Excerpt to read:
--- START ---
“Carl’s tenure as news editor was the longest in Daily News history and he directed the paper’s presentation of such major news events as the resignation of President Richard Nixon, the assassination of Robert Kennedy, the Xenia tornado, the blizzard of 1978, the Kent State shootings, the first lunar landing and the Challenger disaster,” his obituary said.
According to his obituary, his favorite job was writing stories about “everyday citizens, whom he liked to refer to as ‘the real Americans.’”
Born in Hamilton in 1930, the son of Charles and Alma (Geisler) Beyer, Carl graduated from Eaton High School, and went on to serve in the Air Force during the Korean War. He became city editor of the Daily News in Independence, Mo., and later was news editor of Review-Courier in Oklahoma.
In 1956 he won the United Press award for the best news reporting in Oklahoma for coverage of the mysterious fire death of a Northwestern Oklahoma State College student.
--- END ---
Material provided:
--- START ---
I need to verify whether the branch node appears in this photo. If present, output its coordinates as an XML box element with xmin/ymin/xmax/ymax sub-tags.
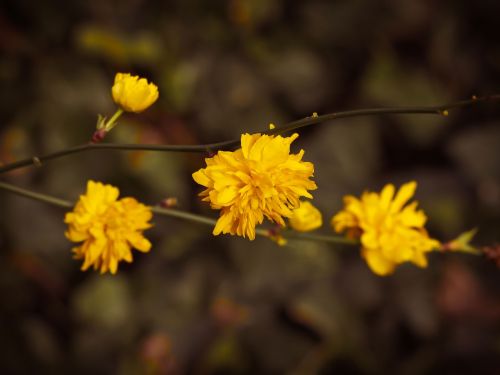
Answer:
<box><xmin>31</xmin><ymin>156</ymin><xmax>42</xmax><ymax>167</ymax></box>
--- END ---
Task objective:
In the passage about Carl Beyer above, set down the text word for word, beginning with "Born in Hamilton" and ending after "Review-Courier in Oklahoma.".

Reply to the task:
Born in Hamilton in 1930, the son of Charles and Alma (Geisler) Beyer, Carl graduated from Eaton High School, and went on to serve in the Air Force during the Korean War. He became city editor of the Daily News in Independence, Mo., and later was news editor of Review-Courier in Oklahoma.